Write out every entry exactly; the pictures do not belong in the copy.

Stored dataset items
▬▬▬

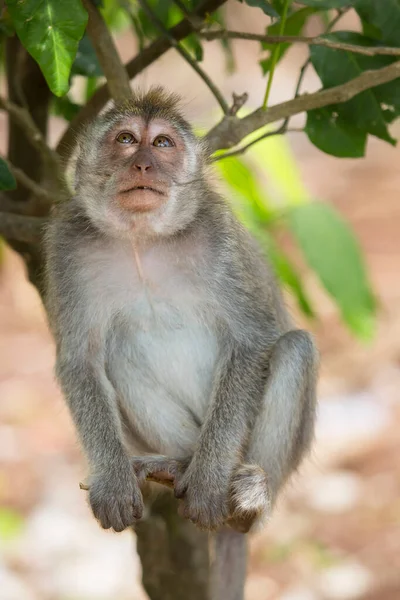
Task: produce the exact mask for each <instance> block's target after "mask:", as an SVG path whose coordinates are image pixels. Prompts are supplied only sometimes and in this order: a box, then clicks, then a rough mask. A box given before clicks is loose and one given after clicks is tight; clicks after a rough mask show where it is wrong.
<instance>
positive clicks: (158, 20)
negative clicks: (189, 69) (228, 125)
mask: <svg viewBox="0 0 400 600" xmlns="http://www.w3.org/2000/svg"><path fill="white" fill-rule="evenodd" d="M139 4H140V6H141V7H142V8H143V10H144V11H145V13H146V14H147V16H148V17H149V19H150V20H151V21H152V22H153V23H154V25H155V26H156V27H157V29H158V30H159V31H160V33H161V34H162V35H164V36H165V37H166V38H167V39H168V40H169V41H170V43H171V46H173V47H174V48H175V50H176V51H177V52H179V54H180V55H181V56H182V58H183V59H184V60H186V62H187V63H189V65H190V66H191V67H192V69H193V70H194V71H196V73H197V74H198V75H199V76H200V77H201V79H202V80H203V81H204V83H205V84H206V86H207V87H208V89H209V90H210V91H211V93H212V94H213V96H214V98H215V99H216V100H217V102H218V104H219V105H220V107H221V108H222V111H223V113H224V115H227V114H228V113H229V106H228V103H227V102H226V100H225V98H224V97H223V95H222V94H221V92H220V91H219V89H218V88H217V87H216V85H215V84H214V83H213V81H212V80H211V78H210V77H209V76H208V75H207V74H206V73H205V72H204V71H203V69H202V68H201V67H200V65H199V64H198V63H197V61H196V60H194V59H193V58H192V57H191V56H190V54H189V52H187V51H186V50H185V48H183V47H182V46H181V45H180V44H179V43H178V42H177V41H176V39H175V38H174V37H173V36H171V35H170V33H169V31H168V29H166V28H165V27H164V25H163V23H162V21H160V19H158V18H157V16H156V15H155V14H154V13H153V11H152V10H151V8H150V7H149V5H148V4H147V2H146V0H139Z"/></svg>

▬▬▬

## Output for this task:
Task: produce the exact mask for each <instance> block's target after "mask:", as an SVG path whose coordinates are image pixels. Prompts are supplied only sometimes and in this order: a box, then clicks, then a rough mask. A box given before clicks is loose and one given after clicks is tight; clicks after a rough mask show where it is wrong.
<instance>
positive clicks: (158, 20)
negative clicks: (189, 69) (228, 125)
mask: <svg viewBox="0 0 400 600" xmlns="http://www.w3.org/2000/svg"><path fill="white" fill-rule="evenodd" d="M139 4H140V6H141V7H142V8H143V10H144V11H145V13H146V14H147V16H148V17H149V19H150V20H151V21H152V22H153V23H154V25H155V26H156V27H157V29H158V30H159V31H160V33H161V34H162V35H164V36H165V37H166V38H167V39H168V40H169V41H170V43H171V46H173V47H174V48H175V50H176V51H177V52H179V54H180V55H181V56H182V58H183V59H184V60H186V62H187V63H189V65H190V66H191V67H192V69H193V70H194V71H196V73H197V74H198V75H199V76H200V77H201V79H202V80H203V81H204V83H205V84H206V86H207V87H208V89H209V90H210V91H211V93H212V94H213V96H214V98H215V99H216V100H217V102H218V104H219V105H220V107H221V108H222V111H223V113H224V115H227V114H228V113H229V106H228V103H227V102H226V100H225V98H224V97H223V95H222V94H221V92H220V91H219V89H218V88H217V87H216V85H215V84H214V83H213V81H212V80H211V78H210V77H209V76H208V75H207V74H206V73H205V72H204V71H203V69H202V68H201V67H200V65H199V64H198V63H197V61H196V60H194V59H193V58H192V57H191V56H190V54H189V52H187V51H186V50H185V48H183V47H182V46H181V45H180V44H179V43H178V42H177V41H176V39H175V38H174V37H173V36H171V35H170V33H169V31H168V29H166V28H165V27H164V25H163V23H162V21H160V19H158V18H157V16H156V15H155V14H154V13H153V11H152V10H151V8H150V7H149V5H148V4H147V2H146V0H139Z"/></svg>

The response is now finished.